Work to be completed | Gather every line in the records below that contains the word "blue" and copy each of those lines in full.

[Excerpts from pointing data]
>> Begin

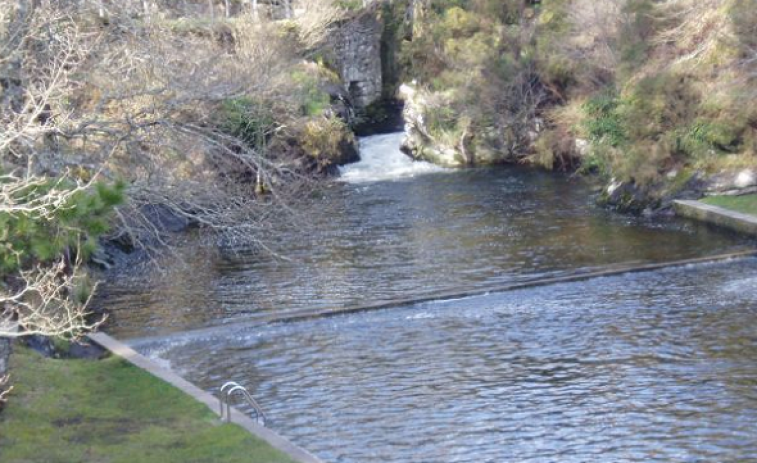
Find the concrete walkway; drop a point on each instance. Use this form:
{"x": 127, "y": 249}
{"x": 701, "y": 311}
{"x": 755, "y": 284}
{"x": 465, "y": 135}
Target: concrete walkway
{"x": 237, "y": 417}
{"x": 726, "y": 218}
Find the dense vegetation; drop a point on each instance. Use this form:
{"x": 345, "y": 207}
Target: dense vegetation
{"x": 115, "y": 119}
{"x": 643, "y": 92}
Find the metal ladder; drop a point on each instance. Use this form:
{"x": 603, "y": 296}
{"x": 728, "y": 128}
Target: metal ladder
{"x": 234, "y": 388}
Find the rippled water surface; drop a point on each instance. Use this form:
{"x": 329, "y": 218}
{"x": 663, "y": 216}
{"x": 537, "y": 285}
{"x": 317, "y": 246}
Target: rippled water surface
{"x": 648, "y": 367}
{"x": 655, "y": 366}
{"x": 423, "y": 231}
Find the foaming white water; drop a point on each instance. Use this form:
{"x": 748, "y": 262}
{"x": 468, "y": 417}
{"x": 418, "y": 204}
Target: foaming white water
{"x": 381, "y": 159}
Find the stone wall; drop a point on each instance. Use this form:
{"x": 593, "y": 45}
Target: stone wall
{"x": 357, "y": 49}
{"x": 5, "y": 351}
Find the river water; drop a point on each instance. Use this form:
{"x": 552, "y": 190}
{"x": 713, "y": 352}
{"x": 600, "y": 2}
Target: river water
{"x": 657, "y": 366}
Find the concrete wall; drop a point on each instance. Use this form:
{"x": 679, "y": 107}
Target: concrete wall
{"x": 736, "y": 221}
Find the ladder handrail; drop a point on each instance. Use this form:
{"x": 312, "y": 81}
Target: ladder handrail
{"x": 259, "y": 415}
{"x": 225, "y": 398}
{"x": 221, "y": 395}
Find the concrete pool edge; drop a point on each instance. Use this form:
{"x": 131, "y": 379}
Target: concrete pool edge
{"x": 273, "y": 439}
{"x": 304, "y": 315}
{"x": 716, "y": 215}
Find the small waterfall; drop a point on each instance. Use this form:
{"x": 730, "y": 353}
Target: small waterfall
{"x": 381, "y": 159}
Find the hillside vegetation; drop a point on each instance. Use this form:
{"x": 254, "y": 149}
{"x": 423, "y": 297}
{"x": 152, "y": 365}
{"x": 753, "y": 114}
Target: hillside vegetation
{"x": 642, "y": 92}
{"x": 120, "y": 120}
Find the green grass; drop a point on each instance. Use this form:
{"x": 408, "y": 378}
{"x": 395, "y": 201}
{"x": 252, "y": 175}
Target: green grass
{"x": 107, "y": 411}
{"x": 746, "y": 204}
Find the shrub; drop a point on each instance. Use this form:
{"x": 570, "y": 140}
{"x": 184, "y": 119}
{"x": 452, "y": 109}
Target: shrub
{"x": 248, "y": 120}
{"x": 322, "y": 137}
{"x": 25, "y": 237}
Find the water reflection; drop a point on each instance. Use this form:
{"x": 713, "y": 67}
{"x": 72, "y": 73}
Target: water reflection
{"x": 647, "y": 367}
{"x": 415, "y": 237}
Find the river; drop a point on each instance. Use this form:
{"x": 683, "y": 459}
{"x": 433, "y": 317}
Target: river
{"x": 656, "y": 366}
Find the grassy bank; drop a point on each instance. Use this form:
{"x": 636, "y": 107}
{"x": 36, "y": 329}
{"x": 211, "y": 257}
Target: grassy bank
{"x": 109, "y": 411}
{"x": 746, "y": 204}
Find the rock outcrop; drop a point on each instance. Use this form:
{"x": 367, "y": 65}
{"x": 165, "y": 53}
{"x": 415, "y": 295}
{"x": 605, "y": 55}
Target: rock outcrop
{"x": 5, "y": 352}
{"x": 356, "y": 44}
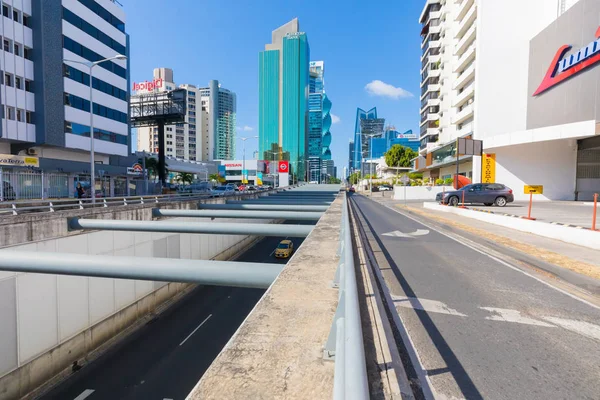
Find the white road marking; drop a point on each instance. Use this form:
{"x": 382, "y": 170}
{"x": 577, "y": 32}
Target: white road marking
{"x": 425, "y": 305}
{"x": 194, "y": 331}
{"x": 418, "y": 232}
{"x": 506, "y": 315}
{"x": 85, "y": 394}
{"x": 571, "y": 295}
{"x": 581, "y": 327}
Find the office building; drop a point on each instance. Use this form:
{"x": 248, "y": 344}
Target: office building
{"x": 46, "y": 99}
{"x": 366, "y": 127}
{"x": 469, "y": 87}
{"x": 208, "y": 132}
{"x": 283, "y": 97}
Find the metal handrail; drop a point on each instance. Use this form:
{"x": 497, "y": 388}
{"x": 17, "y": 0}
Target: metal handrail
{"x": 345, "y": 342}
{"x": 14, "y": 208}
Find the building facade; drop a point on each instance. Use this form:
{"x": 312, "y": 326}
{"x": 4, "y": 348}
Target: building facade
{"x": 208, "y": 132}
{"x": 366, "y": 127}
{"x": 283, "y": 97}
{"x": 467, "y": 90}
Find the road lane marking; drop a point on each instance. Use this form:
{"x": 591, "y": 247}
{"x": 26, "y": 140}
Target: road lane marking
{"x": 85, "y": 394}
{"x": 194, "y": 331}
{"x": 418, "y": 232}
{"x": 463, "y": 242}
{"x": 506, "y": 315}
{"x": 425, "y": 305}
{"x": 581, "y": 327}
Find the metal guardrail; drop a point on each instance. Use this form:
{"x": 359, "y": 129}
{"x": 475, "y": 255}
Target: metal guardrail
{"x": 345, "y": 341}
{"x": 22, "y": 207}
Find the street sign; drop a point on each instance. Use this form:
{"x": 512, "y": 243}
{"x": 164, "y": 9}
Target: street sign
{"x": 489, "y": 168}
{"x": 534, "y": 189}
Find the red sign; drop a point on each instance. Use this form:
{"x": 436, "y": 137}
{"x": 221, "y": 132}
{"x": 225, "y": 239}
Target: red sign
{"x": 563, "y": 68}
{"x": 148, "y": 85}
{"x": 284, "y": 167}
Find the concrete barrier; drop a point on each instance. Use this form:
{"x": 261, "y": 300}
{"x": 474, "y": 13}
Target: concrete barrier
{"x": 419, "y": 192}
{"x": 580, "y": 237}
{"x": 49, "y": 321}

>> End
>> Begin

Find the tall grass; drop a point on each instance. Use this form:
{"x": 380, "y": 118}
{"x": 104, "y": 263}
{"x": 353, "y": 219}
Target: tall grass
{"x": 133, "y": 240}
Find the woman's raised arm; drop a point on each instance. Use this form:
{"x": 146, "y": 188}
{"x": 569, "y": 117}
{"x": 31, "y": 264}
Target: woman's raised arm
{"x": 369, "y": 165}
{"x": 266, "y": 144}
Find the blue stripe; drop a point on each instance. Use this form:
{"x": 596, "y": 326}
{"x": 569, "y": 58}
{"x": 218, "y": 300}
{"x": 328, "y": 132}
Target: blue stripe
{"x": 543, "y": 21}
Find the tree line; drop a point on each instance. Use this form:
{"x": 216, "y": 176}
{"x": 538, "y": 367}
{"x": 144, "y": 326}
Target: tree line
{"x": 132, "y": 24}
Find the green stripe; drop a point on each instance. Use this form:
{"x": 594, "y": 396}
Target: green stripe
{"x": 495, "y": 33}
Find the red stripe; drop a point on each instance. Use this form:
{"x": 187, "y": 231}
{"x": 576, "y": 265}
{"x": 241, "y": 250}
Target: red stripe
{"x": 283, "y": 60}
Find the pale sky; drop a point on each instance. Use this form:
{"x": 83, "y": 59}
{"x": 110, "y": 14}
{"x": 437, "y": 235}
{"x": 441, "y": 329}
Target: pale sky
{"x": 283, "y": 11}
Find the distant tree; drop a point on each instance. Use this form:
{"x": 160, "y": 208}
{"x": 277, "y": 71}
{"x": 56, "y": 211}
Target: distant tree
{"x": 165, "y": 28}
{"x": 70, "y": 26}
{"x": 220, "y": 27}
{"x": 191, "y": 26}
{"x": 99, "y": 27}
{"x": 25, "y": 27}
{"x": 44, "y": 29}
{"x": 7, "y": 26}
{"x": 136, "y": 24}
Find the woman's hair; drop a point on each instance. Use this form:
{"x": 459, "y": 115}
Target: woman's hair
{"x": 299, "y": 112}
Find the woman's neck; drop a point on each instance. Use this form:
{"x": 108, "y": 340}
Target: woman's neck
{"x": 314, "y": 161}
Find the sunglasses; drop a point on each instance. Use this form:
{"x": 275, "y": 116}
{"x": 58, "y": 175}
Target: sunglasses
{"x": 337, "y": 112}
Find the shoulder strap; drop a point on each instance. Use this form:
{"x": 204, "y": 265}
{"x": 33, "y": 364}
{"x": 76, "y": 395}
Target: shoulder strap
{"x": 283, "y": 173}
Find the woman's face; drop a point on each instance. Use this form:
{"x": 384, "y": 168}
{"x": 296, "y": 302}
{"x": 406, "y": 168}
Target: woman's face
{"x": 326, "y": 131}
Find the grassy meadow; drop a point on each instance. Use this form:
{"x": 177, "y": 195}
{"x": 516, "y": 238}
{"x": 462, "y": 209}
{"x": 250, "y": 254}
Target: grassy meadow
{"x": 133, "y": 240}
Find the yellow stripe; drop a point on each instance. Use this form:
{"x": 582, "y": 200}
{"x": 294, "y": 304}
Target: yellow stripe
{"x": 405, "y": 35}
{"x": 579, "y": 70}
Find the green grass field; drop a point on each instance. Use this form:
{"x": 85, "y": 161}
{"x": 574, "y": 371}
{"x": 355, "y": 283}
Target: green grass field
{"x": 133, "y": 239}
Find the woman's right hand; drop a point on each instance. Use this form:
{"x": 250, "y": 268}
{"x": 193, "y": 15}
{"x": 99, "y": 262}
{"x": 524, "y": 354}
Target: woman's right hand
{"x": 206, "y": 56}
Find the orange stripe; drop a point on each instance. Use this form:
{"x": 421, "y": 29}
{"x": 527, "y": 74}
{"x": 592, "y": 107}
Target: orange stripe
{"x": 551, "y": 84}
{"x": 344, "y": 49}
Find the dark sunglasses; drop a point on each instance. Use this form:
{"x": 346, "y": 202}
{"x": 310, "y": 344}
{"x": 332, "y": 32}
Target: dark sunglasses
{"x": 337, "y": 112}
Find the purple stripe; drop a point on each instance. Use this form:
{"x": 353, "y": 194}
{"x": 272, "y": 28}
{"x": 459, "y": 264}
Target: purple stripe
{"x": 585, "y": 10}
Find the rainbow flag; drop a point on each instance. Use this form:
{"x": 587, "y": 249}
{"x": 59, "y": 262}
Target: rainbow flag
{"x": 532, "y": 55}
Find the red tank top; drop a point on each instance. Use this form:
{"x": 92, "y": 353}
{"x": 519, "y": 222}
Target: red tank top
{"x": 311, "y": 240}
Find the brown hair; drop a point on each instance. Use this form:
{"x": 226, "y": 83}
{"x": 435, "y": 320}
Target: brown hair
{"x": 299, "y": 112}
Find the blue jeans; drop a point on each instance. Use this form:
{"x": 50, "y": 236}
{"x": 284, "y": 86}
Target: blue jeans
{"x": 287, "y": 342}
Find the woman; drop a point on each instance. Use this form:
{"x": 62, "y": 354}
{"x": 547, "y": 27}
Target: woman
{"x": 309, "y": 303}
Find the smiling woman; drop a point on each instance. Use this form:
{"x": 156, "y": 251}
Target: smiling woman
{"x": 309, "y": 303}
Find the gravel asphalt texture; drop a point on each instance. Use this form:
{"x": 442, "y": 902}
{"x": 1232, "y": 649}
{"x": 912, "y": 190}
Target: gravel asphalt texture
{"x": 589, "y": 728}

>> End

Task solution |
Find the blue stripe; drop a point on each instance. Use this form:
Target: blue stripe
Find the blue jeans; drop a point on each instance. Use this form:
Target: blue jeans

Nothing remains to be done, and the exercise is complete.